◆ What you will do ◆
Word for word, print all of the lines below.
===== Data provided
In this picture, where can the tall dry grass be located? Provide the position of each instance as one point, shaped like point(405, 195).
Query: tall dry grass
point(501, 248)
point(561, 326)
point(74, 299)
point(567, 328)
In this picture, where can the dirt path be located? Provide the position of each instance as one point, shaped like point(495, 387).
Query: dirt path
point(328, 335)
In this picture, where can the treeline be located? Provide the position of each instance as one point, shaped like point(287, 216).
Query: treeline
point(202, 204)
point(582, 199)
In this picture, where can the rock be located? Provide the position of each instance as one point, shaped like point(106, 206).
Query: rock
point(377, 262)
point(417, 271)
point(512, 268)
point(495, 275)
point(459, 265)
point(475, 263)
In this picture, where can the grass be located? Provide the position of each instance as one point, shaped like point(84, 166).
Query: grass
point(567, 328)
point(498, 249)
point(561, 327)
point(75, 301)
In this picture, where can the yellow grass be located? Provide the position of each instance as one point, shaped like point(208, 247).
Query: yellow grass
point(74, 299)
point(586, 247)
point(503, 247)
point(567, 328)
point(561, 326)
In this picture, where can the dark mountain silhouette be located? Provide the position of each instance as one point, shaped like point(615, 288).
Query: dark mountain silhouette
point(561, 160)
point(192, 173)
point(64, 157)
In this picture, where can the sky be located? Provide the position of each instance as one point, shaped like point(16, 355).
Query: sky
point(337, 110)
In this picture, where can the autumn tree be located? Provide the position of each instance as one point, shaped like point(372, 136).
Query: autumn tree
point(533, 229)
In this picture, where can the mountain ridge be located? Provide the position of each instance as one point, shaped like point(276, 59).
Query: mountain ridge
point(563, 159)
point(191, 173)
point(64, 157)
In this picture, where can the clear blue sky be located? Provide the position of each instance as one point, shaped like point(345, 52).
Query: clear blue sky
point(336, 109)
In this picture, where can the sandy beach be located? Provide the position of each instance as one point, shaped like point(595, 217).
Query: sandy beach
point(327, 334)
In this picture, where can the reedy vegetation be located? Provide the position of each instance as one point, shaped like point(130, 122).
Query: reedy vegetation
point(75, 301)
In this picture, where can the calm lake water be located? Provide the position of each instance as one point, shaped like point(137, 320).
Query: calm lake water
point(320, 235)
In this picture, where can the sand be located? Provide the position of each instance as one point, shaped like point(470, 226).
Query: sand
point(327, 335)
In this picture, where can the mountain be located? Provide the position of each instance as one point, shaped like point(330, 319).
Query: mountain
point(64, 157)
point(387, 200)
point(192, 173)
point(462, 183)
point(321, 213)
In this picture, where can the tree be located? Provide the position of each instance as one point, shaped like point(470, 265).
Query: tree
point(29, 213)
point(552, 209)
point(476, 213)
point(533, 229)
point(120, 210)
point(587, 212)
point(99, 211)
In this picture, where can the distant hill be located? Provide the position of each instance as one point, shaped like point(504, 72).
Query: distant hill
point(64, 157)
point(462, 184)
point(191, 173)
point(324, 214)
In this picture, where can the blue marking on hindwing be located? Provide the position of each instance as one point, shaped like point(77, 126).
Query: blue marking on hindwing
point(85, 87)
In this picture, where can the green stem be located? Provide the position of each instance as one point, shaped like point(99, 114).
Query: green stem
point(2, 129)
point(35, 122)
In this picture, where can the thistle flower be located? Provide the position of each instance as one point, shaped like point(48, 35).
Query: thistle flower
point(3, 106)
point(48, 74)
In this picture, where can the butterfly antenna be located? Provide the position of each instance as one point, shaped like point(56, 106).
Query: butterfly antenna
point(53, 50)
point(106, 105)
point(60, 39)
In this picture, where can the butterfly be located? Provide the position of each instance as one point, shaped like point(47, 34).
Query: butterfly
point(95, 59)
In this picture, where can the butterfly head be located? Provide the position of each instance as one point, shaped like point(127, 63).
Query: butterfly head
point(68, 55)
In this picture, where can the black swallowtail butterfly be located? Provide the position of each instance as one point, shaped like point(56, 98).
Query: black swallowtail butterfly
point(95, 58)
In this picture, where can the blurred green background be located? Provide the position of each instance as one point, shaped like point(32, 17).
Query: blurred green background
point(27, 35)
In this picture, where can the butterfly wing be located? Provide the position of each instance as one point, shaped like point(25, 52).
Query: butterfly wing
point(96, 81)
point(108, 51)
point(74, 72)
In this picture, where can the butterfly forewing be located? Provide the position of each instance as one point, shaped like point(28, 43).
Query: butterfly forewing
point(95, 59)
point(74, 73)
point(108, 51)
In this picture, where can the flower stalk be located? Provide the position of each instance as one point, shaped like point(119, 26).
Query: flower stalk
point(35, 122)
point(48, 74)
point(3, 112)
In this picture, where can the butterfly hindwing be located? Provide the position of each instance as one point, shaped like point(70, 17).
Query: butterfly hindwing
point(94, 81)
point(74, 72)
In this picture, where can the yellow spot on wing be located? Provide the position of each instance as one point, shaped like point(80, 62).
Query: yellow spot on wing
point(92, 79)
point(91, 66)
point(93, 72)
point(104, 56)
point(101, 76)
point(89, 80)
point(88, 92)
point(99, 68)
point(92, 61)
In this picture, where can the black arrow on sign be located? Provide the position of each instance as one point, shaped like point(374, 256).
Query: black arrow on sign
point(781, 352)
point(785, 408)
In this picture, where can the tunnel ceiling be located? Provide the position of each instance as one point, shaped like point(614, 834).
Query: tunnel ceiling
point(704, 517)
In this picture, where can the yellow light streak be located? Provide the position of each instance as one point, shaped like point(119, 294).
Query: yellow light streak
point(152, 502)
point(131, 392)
==========
◆ Result for this exercise ◆
In this picture, where can the tall dry grass be located? Provide the position of each instance as one point, shaped like point(405, 195).
Query: tall dry grass
point(501, 248)
point(561, 326)
point(74, 299)
point(567, 328)
In this picture, where can the dirt path be located? Provide the position of each instance as one point, shaped like point(495, 387).
Query: dirt path
point(328, 335)
In this picture, where can the treeline be located? Provide the position of each instance as one point, shaped like point(287, 216).
Query: treeline
point(202, 204)
point(582, 199)
In this picture, where can the rock be located? Provide the position of each instance as one point, shaped like point(106, 206).
Query: rock
point(377, 262)
point(417, 271)
point(512, 268)
point(495, 275)
point(459, 265)
point(475, 263)
In this picture, where can the grass be located? Provide the position of each instance as one point, shaped like point(84, 166).
Query: grass
point(567, 328)
point(498, 249)
point(561, 327)
point(75, 301)
In this picture, where can the yellow grass be located? Provide the position of each instance as one point, shaped like point(208, 247).
Query: yellow grass
point(74, 299)
point(586, 247)
point(503, 247)
point(567, 328)
point(561, 326)
In this picture, where can the dark mountain silhouette be located? Provide the position of each instance as one point, shaped like point(615, 288).
Query: dark mountain silhouette
point(561, 160)
point(192, 173)
point(64, 157)
In this picture, where can the sky be located? Provide the position of each instance as one point, shaped like point(16, 355).
Query: sky
point(337, 110)
In this picture, where can the autumn tree be located? Provide the position of each instance as one point, shaped like point(372, 136).
Query: autumn tree
point(533, 229)
In this picture, where can the mountain ridge be located? Provide the position of each instance as one point, shaped like point(276, 59).
Query: mountain ridge
point(563, 159)
point(191, 173)
point(64, 157)
In this picture, where can the clear blue sky be located? Provide the position of each instance as one point, shaped like point(345, 52).
Query: clear blue sky
point(336, 109)
In this picture, where can the sandy beach be located? Provide the position of each instance as one point, shaped like point(595, 217).
Query: sandy beach
point(327, 334)
In this picture, where can the reedy vegetation be located? Provide the position of each instance as one point, shaped like point(130, 122).
Query: reedy vegetation
point(75, 301)
In this picture, where can the calm lake water be located? Provide the position of each instance as one point, shaped like point(137, 320).
Query: calm lake water
point(320, 235)
In this picture, where can the sand be located? Provide the position of each instance as one point, shaped like point(470, 226).
Query: sand
point(327, 335)
In this picture, where can the mountain be located? Provide the position of each instance as one point, shaped like point(330, 319).
Query: mountain
point(64, 157)
point(387, 200)
point(192, 173)
point(462, 183)
point(321, 213)
In this picture, where can the tree be located? Provide the position of each instance as one point, shaped like point(470, 265).
Query: tree
point(29, 213)
point(552, 209)
point(476, 213)
point(533, 229)
point(120, 210)
point(587, 212)
point(99, 211)
In this picture, where can the distant hill be located? Provide the position of each instance as one point, shaped like point(504, 72).
Query: distant hill
point(64, 157)
point(462, 184)
point(191, 173)
point(324, 214)
In this picture, where can the blue marking on hindwing be located? Provide the position of each instance as one point, shaped like point(77, 126).
Query: blue marking on hindwing
point(85, 87)
In this picture, where can the green stem be located? Provide the position of each instance as one point, shaped like point(99, 114).
Query: green stem
point(2, 129)
point(35, 122)
In this picture, where can the thistle flower be located? Provide the position of each instance as one point, shaped like point(48, 35).
Query: thistle flower
point(3, 106)
point(48, 74)
In this picture, where can the butterfly antenna be located? Provide the position of each instance as one point, shaped like point(56, 106).
Query: butterfly antenna
point(53, 50)
point(106, 105)
point(60, 39)
In this picture, where can the butterfly be located? Provide the position of each instance as one point, shaped like point(47, 34).
Query: butterfly
point(95, 59)
In this picture, where can the butterfly head be located? Provide the position of each instance as one point, shaped like point(127, 63).
Query: butterfly head
point(68, 55)
In this picture, where can the black swallowtail butterfly be located? Provide the position of each instance as one point, shaped like point(56, 98).
Query: black swallowtail butterfly
point(95, 58)
In this picture, where can the blurred green background be located? Provide the position of each instance as one point, shaped like point(32, 17).
Query: blurred green background
point(27, 35)
In this picture, where can the butterfly wing be located? Provide the position of each instance as one point, shaped like point(25, 52).
Query: butterfly wing
point(96, 81)
point(108, 51)
point(74, 72)
In this picture, where can the butterfly forewing be located? Provide the position of each instance as one point, shaped like point(28, 43).
Query: butterfly forewing
point(95, 59)
point(74, 73)
point(108, 51)
In this picture, where can the flower stalk be located? Provide the position of each instance as one point, shaped like point(119, 26).
Query: flower stalk
point(35, 122)
point(48, 74)
point(3, 112)
In this picture, where can the butterfly hindwing be located? Provide the position of each instance as one point, shaped like point(70, 17).
Query: butterfly hindwing
point(94, 81)
point(74, 72)
In this picture, where can the yellow spot on wing be located? Provide the position of each instance as one point, shaped like point(80, 62).
Query: yellow spot on wing
point(92, 79)
point(91, 66)
point(93, 72)
point(104, 56)
point(101, 76)
point(89, 80)
point(88, 92)
point(99, 68)
point(92, 61)
In this picture, where can the black arrow on sign be located? Provide the position of each instance as one point, shaped like point(374, 256).
Query: black arrow on sign
point(781, 352)
point(785, 408)
In this picture, where can the tunnel ceiling be located? Provide the position of each instance as one point, shaped like point(614, 834).
Query: tunnel ceiling
point(704, 517)
In this picture, where can the yellow light streak be located? Provide the position of each instance as one point, shaped like point(119, 294).
Query: yellow light streak
point(152, 502)
point(131, 392)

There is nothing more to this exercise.